__Requirements__:
Output the data below in full, byte for byte. Nothing may differ.

-------- Material provided --------

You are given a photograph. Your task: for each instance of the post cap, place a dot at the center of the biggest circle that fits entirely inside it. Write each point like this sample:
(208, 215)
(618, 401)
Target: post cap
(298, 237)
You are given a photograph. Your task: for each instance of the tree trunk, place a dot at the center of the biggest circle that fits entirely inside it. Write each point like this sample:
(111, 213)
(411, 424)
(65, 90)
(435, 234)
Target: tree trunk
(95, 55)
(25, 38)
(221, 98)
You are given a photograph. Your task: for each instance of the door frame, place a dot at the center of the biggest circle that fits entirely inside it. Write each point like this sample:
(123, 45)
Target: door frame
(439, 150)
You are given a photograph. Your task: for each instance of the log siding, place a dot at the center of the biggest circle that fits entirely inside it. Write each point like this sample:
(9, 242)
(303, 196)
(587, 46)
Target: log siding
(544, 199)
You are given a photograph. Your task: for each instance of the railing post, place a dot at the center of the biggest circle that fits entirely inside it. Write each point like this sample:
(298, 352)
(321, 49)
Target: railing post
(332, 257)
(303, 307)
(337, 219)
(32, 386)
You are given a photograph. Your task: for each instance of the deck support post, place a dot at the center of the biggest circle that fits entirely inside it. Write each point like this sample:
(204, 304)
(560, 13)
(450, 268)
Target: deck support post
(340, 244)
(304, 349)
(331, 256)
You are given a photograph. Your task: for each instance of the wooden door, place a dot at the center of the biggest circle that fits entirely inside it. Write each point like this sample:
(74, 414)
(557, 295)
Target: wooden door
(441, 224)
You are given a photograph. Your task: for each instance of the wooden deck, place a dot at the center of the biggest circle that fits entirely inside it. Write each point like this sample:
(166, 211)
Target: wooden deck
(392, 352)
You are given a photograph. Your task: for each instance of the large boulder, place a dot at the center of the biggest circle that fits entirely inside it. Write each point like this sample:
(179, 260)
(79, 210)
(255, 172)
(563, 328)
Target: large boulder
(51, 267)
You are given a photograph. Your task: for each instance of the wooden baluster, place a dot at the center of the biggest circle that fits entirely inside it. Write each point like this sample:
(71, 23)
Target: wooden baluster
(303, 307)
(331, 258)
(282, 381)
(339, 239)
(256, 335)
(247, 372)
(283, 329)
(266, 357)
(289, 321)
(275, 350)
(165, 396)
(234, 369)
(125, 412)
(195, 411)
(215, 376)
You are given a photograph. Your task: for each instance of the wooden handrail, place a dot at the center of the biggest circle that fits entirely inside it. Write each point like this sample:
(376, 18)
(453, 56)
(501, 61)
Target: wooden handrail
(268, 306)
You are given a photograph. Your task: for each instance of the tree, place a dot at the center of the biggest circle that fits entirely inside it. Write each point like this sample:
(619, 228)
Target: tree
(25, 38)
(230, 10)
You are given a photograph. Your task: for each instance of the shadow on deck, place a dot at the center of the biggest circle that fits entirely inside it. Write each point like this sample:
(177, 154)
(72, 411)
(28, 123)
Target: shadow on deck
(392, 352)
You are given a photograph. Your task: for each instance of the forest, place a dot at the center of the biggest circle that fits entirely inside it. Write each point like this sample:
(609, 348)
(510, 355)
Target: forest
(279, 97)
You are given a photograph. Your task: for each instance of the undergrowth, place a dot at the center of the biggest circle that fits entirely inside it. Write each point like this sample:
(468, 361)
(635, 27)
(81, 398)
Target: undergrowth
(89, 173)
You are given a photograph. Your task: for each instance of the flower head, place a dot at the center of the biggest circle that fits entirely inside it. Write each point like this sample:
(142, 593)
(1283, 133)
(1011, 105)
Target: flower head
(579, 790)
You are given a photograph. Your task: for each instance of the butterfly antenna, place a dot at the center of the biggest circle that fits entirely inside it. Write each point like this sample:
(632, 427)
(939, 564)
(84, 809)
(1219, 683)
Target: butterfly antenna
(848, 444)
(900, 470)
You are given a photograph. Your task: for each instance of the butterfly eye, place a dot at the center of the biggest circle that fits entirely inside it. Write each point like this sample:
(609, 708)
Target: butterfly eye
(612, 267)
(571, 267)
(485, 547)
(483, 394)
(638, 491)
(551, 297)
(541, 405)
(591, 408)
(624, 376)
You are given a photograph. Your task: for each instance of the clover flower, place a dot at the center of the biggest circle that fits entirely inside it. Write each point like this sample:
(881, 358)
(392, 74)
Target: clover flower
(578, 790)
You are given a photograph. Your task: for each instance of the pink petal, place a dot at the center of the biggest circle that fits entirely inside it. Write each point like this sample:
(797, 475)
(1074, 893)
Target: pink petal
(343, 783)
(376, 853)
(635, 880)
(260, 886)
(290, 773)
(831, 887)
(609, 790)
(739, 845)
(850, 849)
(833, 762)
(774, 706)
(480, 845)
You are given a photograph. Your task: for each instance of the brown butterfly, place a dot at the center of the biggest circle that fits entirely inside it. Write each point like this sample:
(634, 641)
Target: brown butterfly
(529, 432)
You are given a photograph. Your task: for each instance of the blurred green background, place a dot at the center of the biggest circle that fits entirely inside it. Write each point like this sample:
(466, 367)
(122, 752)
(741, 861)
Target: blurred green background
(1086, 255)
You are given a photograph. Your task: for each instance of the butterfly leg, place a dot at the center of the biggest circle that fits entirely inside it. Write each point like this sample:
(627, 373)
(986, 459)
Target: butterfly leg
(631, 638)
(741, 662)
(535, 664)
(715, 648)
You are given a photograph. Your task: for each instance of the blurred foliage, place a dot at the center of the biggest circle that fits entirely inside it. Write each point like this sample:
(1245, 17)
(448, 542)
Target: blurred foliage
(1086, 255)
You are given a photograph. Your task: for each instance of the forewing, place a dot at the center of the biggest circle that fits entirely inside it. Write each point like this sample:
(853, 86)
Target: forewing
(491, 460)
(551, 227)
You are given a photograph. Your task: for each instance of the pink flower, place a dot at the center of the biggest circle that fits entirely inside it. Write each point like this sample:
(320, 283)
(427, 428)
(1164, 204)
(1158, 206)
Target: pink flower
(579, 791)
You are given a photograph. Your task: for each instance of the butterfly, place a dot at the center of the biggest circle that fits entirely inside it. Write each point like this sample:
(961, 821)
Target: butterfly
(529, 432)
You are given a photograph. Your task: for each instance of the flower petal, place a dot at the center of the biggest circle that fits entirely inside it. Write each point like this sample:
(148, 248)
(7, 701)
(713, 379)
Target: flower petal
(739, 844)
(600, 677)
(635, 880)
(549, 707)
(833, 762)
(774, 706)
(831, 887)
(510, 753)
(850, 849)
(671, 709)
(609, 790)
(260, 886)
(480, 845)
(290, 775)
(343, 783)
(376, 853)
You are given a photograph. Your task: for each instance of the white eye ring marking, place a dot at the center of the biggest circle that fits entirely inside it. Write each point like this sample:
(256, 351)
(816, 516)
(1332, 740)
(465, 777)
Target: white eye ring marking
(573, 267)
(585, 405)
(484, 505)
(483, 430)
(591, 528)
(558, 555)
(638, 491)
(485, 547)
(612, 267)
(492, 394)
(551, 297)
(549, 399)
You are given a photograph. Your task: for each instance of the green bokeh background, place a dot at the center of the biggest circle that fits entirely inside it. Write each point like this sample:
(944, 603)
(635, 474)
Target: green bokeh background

--------

__Output of the exercise__:
You are given a photograph. Your task: for each instance of the post cap, place a dot at the center of the biggest circle that fits entirely inside it. Write each point like this sample:
(208, 215)
(618, 401)
Target: post cap
(298, 237)
You are given a photograph. Your task: for each instance of the tree trunk, place a dot at the center of the biggest circle that fits entirely inside it. Write each point like this sample:
(111, 213)
(411, 424)
(65, 90)
(435, 234)
Target: tree trunk
(95, 55)
(25, 38)
(221, 98)
You are given a photograph. Your task: for each instance of the door frame, place a dot at the center of the biggest circle that fits entirely inside it. Write each point like this sample:
(123, 45)
Target: door frame
(439, 150)
You are given a photograph. Your task: for each instance of the log siding, place a dot at the center of the biggest circle that fits entirely inside it. Write each point like this sample:
(9, 242)
(303, 196)
(587, 46)
Target: log siding
(544, 199)
You are given a photograph. Your task: for each instance of the railing post, place a dot at the center of the biggest circle that fits entirely inside it. Write each point like this sample:
(298, 352)
(321, 49)
Target: railing post
(332, 257)
(303, 307)
(337, 219)
(32, 386)
You are given a photograph. Your task: for each instance of the deck support post, place a dot at the center of the biggest circle that fits entirely inside it. Write each point like this sample:
(204, 304)
(560, 13)
(450, 268)
Target: deck support post
(340, 244)
(304, 349)
(331, 256)
You are given a photograph. Your task: for each instance of the wooden door, place a dot at the center of the biggest circle that fits entirely inside it. Write each point like this sample:
(74, 414)
(557, 295)
Target: wooden door
(441, 224)
You are given a photograph. Your task: for each instance of the wooden deck, place a dot at the center of the biggest circle that fits entirely inside it. Write each point like this sample:
(166, 211)
Target: wooden deck
(392, 352)
You are given a photograph. Your task: for each instance of the large boulder, place a dot at the center of the biggest circle that fits entirely inside it. Write each point like this sample:
(179, 260)
(79, 210)
(255, 172)
(563, 328)
Target: large boulder
(51, 267)
You are given a photograph. Your task: for each instance of the wooden baluster, place a dot at the center of the biggest circle that fits entirely inside it. Write each point like this sample:
(71, 23)
Target: wooden baluster
(303, 307)
(331, 258)
(282, 381)
(339, 239)
(256, 335)
(247, 372)
(283, 329)
(266, 357)
(289, 321)
(275, 350)
(165, 396)
(234, 369)
(125, 412)
(195, 411)
(215, 376)
You are given a photograph. Your task: for each instance of the wooden handrail, place a dot at the center of the biggest circle that fits entirely inside it. Write each point like this sample:
(376, 18)
(453, 56)
(501, 61)
Target: wooden handrail
(268, 306)
You are given a photograph. Your task: for each instance of the tree, place a dot at the center of the biggest circle that fits entirely inside it. Write each point like this sample:
(619, 228)
Target: tree
(25, 38)
(230, 10)
You are given a photograph. Your task: for each instance of the shadow on deck, place a dot at the center of the biggest circle that fits entirely inside it. Write each point like this sample:
(177, 154)
(72, 411)
(28, 123)
Target: shadow on deck
(392, 352)
You are given a photograph. Your task: for each instance of the forest, place a dot at the center of the biggest circle that fits entirely inside it. Write each point like this sample:
(609, 348)
(510, 355)
Target: forest
(279, 97)
You are given a photograph. Your task: for each instance of the undergrowth, place a dot at the center of the biggest circle that fits entirely inside it. Write each point like this sample:
(468, 361)
(635, 27)
(81, 398)
Target: undergrowth
(89, 173)
You are given a photograph. Your task: for each instance of the flower head, place a dot at the center of the biggest circle that fits entirely inside it. Write each point like this sample:
(142, 593)
(1283, 133)
(1011, 105)
Target: flower head
(579, 790)
You are given a photograph. Your task: for each instance of the butterfly antenna, place a dot at the center of the biggest circle that fits entirely inside it. Write each point like this sample:
(632, 427)
(939, 564)
(84, 809)
(1219, 683)
Target: butterfly antenna
(848, 444)
(900, 470)
You are given a photograph. Your task: for each instance of the butterfly eye, place a dot at the center of the biggest circle that fits entirely inside it. Write each point like this sample:
(609, 708)
Target: butterfly eye
(612, 267)
(571, 267)
(485, 547)
(483, 394)
(638, 491)
(551, 297)
(541, 405)
(591, 408)
(624, 376)
You are given a photograph. Your task: for each instance of the clover flower, place a dot at the center of the biggest circle that fits entirely inside it. Write each point like this sample:
(881, 358)
(392, 74)
Target: clover flower
(578, 790)
You are given a photograph. Your task: for each instance of the pink petal, place a dot at the center of the biggest circle that fits entirely inside it. Write each point like this sample:
(797, 475)
(1074, 893)
Target: pink petal
(343, 783)
(376, 853)
(635, 880)
(260, 886)
(290, 773)
(831, 887)
(609, 790)
(739, 845)
(850, 849)
(833, 762)
(774, 706)
(480, 845)
You are given a photograph. Your task: for each instance of the brown butterfly, place a dot at the center of the biggest circle that fits entirely inside it. Write each point like this sample:
(634, 641)
Target: brown butterfly
(529, 432)
You are given a photograph. Your task: for each instance of the blurred green background, place a dot at the center of the biggest circle that fits entirely inside it. Write each point like this sample:
(466, 367)
(122, 752)
(741, 861)
Target: blurred green background
(1086, 255)
You are given a photograph. Your task: for each instance of the butterfly leg, place a dot at the center of the biggest circle that fits entirely inside it. Write each point like this sample:
(627, 373)
(986, 459)
Target: butterfly leg
(631, 638)
(741, 662)
(535, 664)
(715, 648)
You are given a photograph. Your task: for each instance of the blurred foliage, place a dot at the center of the biggest circle that fits entirely inside it. Write each point like this sample:
(1245, 17)
(448, 542)
Target: blurred foliage
(1086, 255)
You are given a photograph. Your task: for each instance of the forewing, place a dot at the center of the biggest circle that fits entirely inside it. Write each point like this sample:
(853, 86)
Target: forewing
(491, 460)
(551, 227)
You are given a photograph. Your task: for each instance of the pink flower, place a dot at the center of the biggest circle that fits entirely inside it. Write each point like this sample:
(320, 283)
(427, 428)
(1164, 204)
(1158, 206)
Target: pink flower
(579, 791)
You are given a photograph. Your task: for each instance of the butterfly, place a dot at the center of the biggest circle that fits entirely inside it. Write each point like this sample:
(961, 821)
Target: butterfly
(529, 432)
You are given a photograph. Your task: for each instance of the flower petal, place a dot at the center of the biggest circle that fits entirely inside it. Write each point like this sample:
(148, 248)
(7, 701)
(713, 379)
Target: flower petal
(739, 844)
(600, 677)
(635, 880)
(549, 707)
(833, 762)
(774, 706)
(831, 887)
(510, 753)
(850, 849)
(671, 709)
(609, 790)
(260, 886)
(480, 845)
(290, 775)
(343, 783)
(376, 853)
You are given a photograph. Your task: for each instance of the white eye ring marking, place a dot at the center of the biggest circle that fits entirely inside it. Write each point like this sample:
(256, 351)
(816, 516)
(1332, 740)
(465, 777)
Target: white eye ring marking
(573, 267)
(585, 405)
(484, 505)
(483, 430)
(591, 528)
(558, 555)
(638, 491)
(485, 547)
(612, 267)
(492, 394)
(551, 297)
(549, 399)
You are given a photograph. Your task: for each instance of the green bokeh background, place a dot at the center of the biggest circle that fits entirely inside it. Write each point like this sample:
(944, 603)
(635, 474)
Target: green bokeh background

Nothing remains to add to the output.